:: Problems and tasks ::
A) Answer these questions from the passage about Christopher and Dana Reeve:
(i) Until when did Dana work for the cause?
(ii) What is the name of the blog the writer's brother started?
(iii) According to the comment signed John Ivey, how many years has he been a quadriplegic?
B) Carry the passage about Christopher and Dana Reeve forward from its final sentence.
*** Opening Supplied passage ***
Dana continued her work as an advocate for the disabled after Chris' death. She worked strong for the cause right up until January of this year. We have lost two truly great people involved in a great cause. I can't even imagine how much good they did in their short amount of time on this earth.

If you would like to read an insider's perspective on a spinal cord injury, my brother started a blog on just that several months ago, A Quadriplegic and His Sister. He's always been a great writer and I kind of pushed him to start a blog on whatever he felt like writing about. He's caught the bug as much as me, I think he's up to about 3 or 4 different ones. I have been writing my point-of-view on his injury as his sister. It all brings up a lot of hard memories. What's that saying? "What doesn't kill us makes us stronger?" Amen.


John Ivey said...

It is truly a shame about both Christopher and Dana Reeve. I was shocked to read that the $10 million promised by the Clintons never materialized for the funding for which it was intended.

I felt the same as you did when Christopher died from a pressure sore. A pressure sore! As you said, I get them frequently lately and am currently dealing with a rather large one. (How large as it?) It's so large that medical people fly in to Washington to see it. It's so large that I can charge admission. It's ... okay, brevity aside, it could take a long time for this thing to heal up enough for corrective surgery. That's a big sore. It leaves me stuck in bed 95% of the time, but as Rosa pointed out, I like to write, and this is given me the time to do just that. One has to look at the flip side of adversity to maintain one's positive outlook on life, at least I've found that was what has gotten me through 20 years of being a quadriplegic. We have to make the best of the hand that life deals us or else we are doomed to mediocrity at the very least and utter misery of the very worst.
*** Closing Supplied passage ***
*** Opening Excerpted data ***
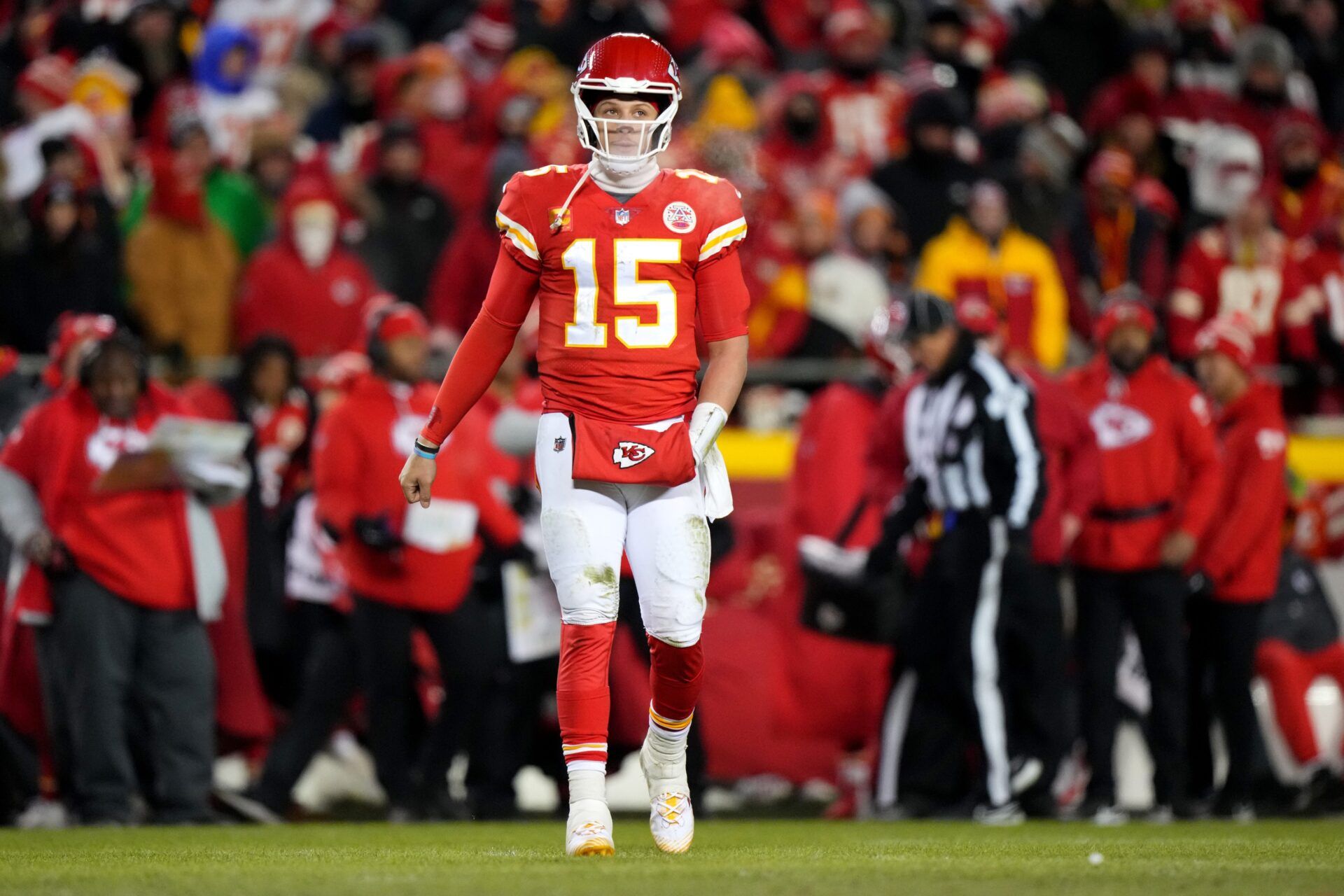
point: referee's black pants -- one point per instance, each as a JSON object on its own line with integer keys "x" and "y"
{"x": 948, "y": 694}
{"x": 1154, "y": 602}
{"x": 1222, "y": 662}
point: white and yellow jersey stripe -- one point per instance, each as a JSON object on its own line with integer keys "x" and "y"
{"x": 518, "y": 234}
{"x": 722, "y": 237}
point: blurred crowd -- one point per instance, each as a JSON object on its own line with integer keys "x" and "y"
{"x": 308, "y": 187}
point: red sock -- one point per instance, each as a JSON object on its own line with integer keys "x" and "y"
{"x": 582, "y": 696}
{"x": 675, "y": 679}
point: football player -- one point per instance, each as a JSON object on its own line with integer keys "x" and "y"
{"x": 631, "y": 264}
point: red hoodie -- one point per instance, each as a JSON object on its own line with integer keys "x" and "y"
{"x": 1073, "y": 465}
{"x": 320, "y": 309}
{"x": 132, "y": 543}
{"x": 358, "y": 454}
{"x": 1242, "y": 546}
{"x": 1159, "y": 463}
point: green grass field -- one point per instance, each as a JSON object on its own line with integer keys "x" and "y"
{"x": 776, "y": 858}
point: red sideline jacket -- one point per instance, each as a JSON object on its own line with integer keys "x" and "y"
{"x": 1242, "y": 546}
{"x": 358, "y": 454}
{"x": 319, "y": 309}
{"x": 1159, "y": 463}
{"x": 1073, "y": 465}
{"x": 132, "y": 543}
{"x": 830, "y": 472}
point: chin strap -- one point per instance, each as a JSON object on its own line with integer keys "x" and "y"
{"x": 617, "y": 182}
{"x": 559, "y": 214}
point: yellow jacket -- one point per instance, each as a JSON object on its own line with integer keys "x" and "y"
{"x": 1019, "y": 280}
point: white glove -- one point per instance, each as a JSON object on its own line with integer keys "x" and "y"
{"x": 827, "y": 556}
{"x": 707, "y": 421}
{"x": 714, "y": 480}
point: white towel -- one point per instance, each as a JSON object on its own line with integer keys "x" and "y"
{"x": 714, "y": 480}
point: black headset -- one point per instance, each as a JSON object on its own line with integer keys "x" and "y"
{"x": 372, "y": 346}
{"x": 120, "y": 340}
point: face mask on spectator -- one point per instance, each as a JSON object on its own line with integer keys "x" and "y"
{"x": 315, "y": 232}
{"x": 1297, "y": 176}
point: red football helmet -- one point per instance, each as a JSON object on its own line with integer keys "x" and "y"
{"x": 883, "y": 342}
{"x": 634, "y": 66}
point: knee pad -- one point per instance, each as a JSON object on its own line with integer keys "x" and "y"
{"x": 589, "y": 592}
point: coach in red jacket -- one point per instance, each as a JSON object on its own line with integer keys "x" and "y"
{"x": 1032, "y": 624}
{"x": 406, "y": 567}
{"x": 127, "y": 633}
{"x": 1237, "y": 561}
{"x": 305, "y": 286}
{"x": 1160, "y": 481}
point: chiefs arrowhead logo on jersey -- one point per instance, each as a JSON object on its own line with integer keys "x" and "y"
{"x": 679, "y": 218}
{"x": 626, "y": 454}
{"x": 1119, "y": 425}
{"x": 562, "y": 220}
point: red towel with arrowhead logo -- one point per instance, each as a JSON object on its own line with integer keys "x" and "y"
{"x": 628, "y": 454}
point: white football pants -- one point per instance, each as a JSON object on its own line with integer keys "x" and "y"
{"x": 587, "y": 524}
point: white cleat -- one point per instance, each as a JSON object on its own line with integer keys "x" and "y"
{"x": 671, "y": 818}
{"x": 589, "y": 830}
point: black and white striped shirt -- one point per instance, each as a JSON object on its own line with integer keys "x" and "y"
{"x": 971, "y": 437}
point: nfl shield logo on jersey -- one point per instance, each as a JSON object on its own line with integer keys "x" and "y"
{"x": 626, "y": 454}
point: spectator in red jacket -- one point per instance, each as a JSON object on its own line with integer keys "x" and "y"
{"x": 1109, "y": 241}
{"x": 1243, "y": 266}
{"x": 1237, "y": 562}
{"x": 305, "y": 286}
{"x": 1160, "y": 477}
{"x": 407, "y": 567}
{"x": 1308, "y": 190}
{"x": 1032, "y": 633}
{"x": 124, "y": 573}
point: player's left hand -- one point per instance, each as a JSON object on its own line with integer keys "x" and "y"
{"x": 417, "y": 477}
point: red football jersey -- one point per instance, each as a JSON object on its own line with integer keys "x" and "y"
{"x": 622, "y": 286}
{"x": 1269, "y": 288}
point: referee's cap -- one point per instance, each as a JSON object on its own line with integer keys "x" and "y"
{"x": 925, "y": 314}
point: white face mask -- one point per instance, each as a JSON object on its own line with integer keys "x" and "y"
{"x": 315, "y": 232}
*** Closing Excerpted data ***
:: Answers for the tasks ::
A)
(i) Right up until January of this year.
(ii) A Quadriplegic and His Sister.
(iii) 20 years.

B)
One thing that the Reeves did besides all of the hard work that they put in on behalf of those spinal cord injured was to leave a legacy that all can take inspiration from if they only take the time to see what these remarkable people did in the face of adversity. Their spirit truly lives on.

Rosa said...

You sound like Johnny Carson's audience, "How large is it?" You crack me up bruva.

But yes, let's hope the Reeves' spirit will continue to touch people out there.

And your big ol' sore will get better enough for the op sooner than later.